Task brief
In the family memoir below, please list every distinct place name in the paragraphs from "Despite my belief that my maternal grandparents" to the end.

Nana's nurturing skills and religious beliefs could be seen as she pushed me down North Street and Fleet Street in these sticky "dog days" of August. Not only was I sweating my ass off, but I felt so uncomfortable in my own skin at this age being in a wheelchair. Men, women, young and old, and children, were tossing dollar bills of every denomination down off their apartments minute to give praise to this statue in the hopes that a prayer would be answered or a miracle would touch their lives. I found out later the statue was the image of the Madonna DiAnzano, also known as Our Lady of Help, who was discovered four hundred years ago in a tiny village now called Anzano, Sicily.
*The legend is that, when a farmer's cow wandered away, and as he searched for him, the farmer saw a beam of light upon some shrubs which was in the form of the Madonna. The statue was erected in a nearby town of Trevico, in the honor of this discovery. As the sculpture was lifted onto a wagon with a single bull pulling it, the wagon could not be moved, so the people decided they needed additional bulls to move it. At last, a total of nine bulls brought the figure to the border of Trevico, and no further. A chapel was built at the spot where the statue of Madonna still stands today.*
When I was growing up I could see that my Nana Sanfilippo had very few pleasures in her life. One of them was having the women in the neighborhood coming over to play cards once a week. Living downstairs, I could hear the clicking of shoes above me when someone won and, of course, my grandmother's footsteps continuously pacing back and forth on the tiled kitchen floor getting food and beverages for her guests.
As her family grew and went our own ways my Nana took up Bingo. I believe these digressions, which took place two nights weekly at both a local Catholic Church hall and Jewish synagogue, kept her going. Oh, how she loved Bingo! I well remember during the weeks, months and years she persistently said "I only had one number to go before winning a thousand or so!"
Despite my belief that my maternal grandparents came from totally different back-grounds, I am finding out in writing this book that they were a lot alike. My Grandfather Thomas Campbell and Grandmother Catherine Frigout had grown up in the same neighborhood near Kent, England. As for my Grandpa Campbell, his mother died in childbirth leaving him to be raised by his Aunt Jessie who was a very strict woman, so I am told. My grandfather's father married three times, with his first wife dying, the second he divorced, and the third residing with him in Malden, Massachusetts until her death.
My Nana Campbell grew up in a very affluent neighborhood over in England. She told me that she often played with the children at Buckingham Palace. Her mother was a very controlling woman who never approved of the young men she dated. She also had drinking problems, which drove my Grandmother further away.
World War One was being fought around the time that my grandfather met my grandmother. He did not believe in the war, but he served as a cook in the British military. From the stories my grandmother told me, they were deeply in love but because of her mother's iron fist they made secret plans to meet up with each other in America. They both made a vow to meet in five years to get married in America.
In five years my Grandmother left in the middle of the night to make her great escape from her mother's overwhelming protectiveness to get the ship to America to meet my Grampa Campball and never look back again. As I was told, my Great Grandfather Campbell was already in America employed as a wallpaper designer, which was a very good job in those days. He owned a couple of houses down on Cape Cod and gave an automobile to his son and daughter-in-law who were the first people in the neighborhood with a car.

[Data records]
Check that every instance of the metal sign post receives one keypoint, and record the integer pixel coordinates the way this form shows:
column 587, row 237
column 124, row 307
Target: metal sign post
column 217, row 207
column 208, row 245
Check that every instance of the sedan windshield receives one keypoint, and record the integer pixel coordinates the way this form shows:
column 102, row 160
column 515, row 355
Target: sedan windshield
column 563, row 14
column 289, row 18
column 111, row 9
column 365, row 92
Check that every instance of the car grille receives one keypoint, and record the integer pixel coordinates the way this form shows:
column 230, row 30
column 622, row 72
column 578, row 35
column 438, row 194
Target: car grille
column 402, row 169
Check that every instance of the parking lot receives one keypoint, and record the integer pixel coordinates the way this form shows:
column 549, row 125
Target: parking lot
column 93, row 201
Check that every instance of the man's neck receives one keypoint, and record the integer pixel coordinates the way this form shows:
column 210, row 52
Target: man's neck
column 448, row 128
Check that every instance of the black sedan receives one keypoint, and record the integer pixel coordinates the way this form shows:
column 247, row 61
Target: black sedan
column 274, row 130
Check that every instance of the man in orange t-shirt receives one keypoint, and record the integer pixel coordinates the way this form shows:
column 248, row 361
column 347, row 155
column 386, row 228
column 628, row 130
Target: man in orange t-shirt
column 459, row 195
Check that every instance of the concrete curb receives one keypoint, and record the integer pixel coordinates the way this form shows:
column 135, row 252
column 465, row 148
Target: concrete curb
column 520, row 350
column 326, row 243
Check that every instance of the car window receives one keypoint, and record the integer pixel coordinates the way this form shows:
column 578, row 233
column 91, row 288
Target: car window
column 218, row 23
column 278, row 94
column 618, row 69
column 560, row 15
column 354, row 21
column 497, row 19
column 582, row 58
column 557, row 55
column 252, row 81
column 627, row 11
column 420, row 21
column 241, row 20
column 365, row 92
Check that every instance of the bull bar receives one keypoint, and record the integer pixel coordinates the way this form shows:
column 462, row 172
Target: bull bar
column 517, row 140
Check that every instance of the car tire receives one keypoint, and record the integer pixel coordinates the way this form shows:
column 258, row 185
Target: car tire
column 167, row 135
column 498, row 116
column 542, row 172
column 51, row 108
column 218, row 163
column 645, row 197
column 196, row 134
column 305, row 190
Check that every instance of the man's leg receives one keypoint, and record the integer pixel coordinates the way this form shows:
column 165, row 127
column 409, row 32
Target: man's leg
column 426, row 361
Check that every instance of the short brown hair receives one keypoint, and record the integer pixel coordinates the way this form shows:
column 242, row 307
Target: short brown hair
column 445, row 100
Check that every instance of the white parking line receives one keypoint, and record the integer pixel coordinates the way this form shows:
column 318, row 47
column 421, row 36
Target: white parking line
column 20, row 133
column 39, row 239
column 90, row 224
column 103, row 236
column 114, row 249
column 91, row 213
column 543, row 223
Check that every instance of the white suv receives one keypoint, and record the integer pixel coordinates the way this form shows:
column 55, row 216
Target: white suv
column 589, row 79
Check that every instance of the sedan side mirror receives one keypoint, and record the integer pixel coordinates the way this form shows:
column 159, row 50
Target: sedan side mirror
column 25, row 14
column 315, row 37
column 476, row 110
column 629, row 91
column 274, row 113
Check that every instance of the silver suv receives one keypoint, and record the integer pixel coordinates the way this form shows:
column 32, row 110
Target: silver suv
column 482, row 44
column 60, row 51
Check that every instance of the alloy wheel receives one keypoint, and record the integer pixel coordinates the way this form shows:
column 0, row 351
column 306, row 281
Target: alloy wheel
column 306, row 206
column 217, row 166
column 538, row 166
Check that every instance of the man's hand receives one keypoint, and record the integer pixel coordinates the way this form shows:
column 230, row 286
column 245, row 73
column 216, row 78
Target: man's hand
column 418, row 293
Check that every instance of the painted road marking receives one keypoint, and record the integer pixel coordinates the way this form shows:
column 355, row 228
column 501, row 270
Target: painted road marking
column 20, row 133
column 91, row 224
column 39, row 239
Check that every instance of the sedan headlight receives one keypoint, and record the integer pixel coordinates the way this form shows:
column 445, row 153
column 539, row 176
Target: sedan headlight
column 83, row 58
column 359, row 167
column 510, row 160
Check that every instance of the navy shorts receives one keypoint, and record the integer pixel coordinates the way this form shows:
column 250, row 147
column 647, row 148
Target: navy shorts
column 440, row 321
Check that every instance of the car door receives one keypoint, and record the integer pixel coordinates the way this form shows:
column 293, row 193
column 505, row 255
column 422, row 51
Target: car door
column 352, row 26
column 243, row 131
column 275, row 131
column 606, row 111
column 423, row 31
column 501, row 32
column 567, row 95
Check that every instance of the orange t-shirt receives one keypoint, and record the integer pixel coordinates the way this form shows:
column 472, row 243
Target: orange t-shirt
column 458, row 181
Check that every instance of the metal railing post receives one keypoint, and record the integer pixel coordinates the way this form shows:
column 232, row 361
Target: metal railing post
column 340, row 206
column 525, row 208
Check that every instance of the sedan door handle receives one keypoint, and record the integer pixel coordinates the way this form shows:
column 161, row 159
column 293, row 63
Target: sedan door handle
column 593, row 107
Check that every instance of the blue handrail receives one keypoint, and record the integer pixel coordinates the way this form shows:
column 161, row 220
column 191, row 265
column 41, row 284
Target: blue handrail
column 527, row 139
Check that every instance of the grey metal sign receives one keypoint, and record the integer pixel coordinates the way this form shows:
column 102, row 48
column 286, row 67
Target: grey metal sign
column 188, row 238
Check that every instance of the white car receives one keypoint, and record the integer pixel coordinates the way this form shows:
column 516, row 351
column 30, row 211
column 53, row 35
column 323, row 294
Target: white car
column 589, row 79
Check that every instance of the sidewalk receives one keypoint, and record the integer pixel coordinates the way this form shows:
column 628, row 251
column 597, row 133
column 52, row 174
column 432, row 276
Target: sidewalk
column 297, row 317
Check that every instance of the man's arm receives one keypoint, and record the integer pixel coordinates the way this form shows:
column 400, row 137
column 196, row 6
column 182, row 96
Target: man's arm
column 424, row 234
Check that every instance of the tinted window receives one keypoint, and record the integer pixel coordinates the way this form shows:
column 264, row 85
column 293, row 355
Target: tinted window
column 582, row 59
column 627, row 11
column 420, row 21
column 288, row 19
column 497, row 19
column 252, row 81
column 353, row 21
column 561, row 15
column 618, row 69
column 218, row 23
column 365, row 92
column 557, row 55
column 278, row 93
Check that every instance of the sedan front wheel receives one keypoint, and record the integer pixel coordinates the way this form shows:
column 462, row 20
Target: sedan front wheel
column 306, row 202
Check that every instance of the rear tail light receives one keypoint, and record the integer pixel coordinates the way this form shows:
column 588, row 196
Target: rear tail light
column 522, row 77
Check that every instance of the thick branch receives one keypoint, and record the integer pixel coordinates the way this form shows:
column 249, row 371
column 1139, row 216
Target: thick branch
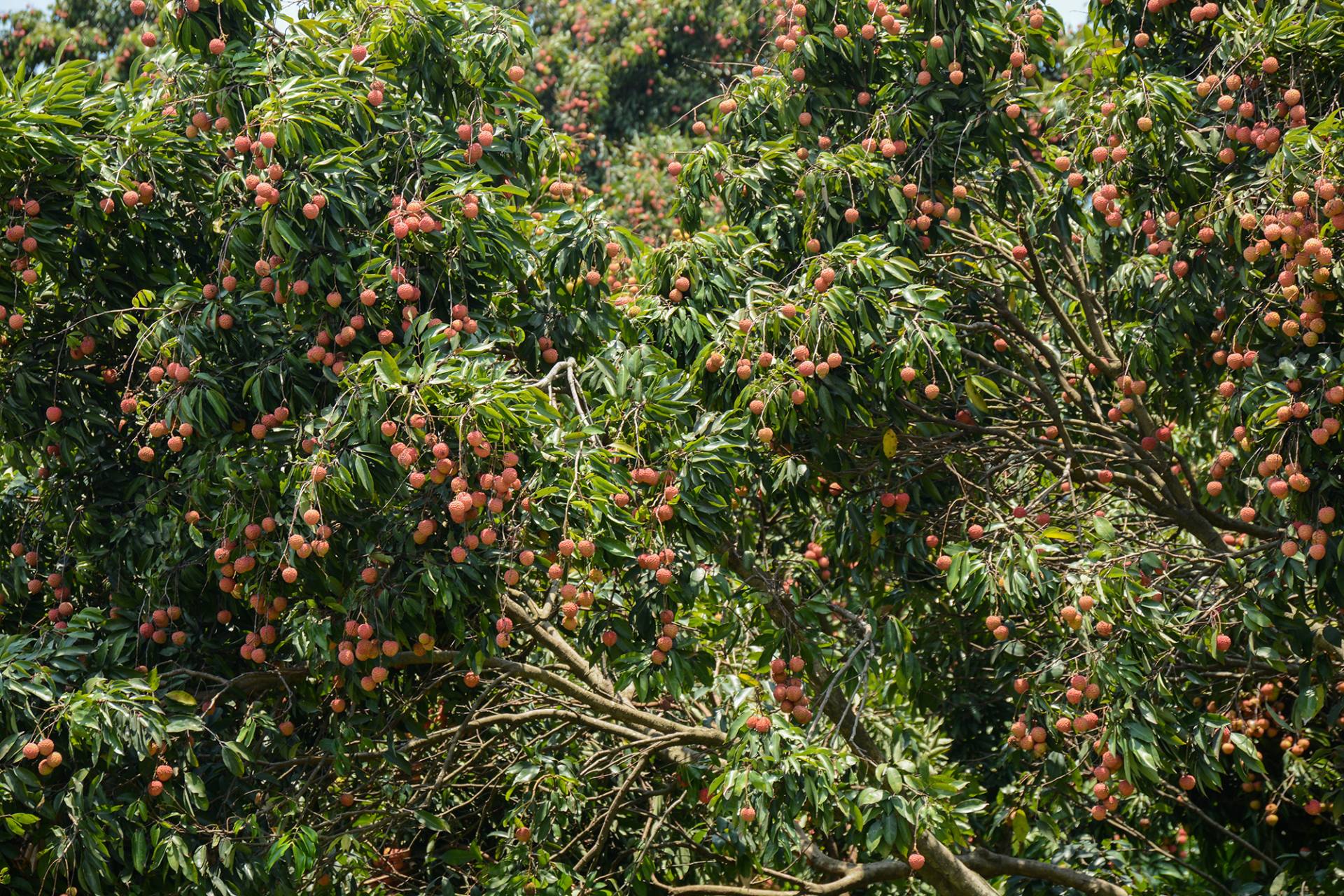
column 999, row 865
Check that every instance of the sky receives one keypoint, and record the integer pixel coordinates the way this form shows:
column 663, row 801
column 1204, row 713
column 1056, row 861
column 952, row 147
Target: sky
column 1073, row 11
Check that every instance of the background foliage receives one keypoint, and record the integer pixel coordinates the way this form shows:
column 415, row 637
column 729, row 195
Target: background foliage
column 696, row 448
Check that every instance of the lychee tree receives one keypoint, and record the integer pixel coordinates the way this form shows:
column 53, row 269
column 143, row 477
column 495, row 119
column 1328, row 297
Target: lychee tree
column 385, row 520
column 94, row 30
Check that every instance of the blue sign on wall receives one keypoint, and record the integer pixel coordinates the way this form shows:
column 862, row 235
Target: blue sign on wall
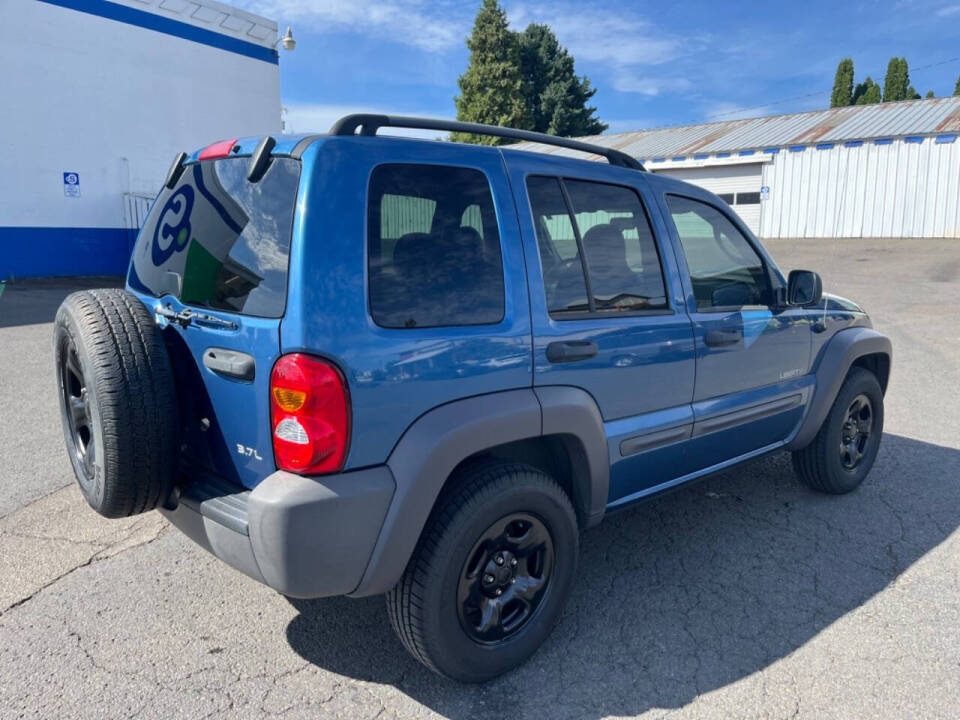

Result below
Kent, England, Buckingham Palace, Malden, Massachusetts, America, Cape Cod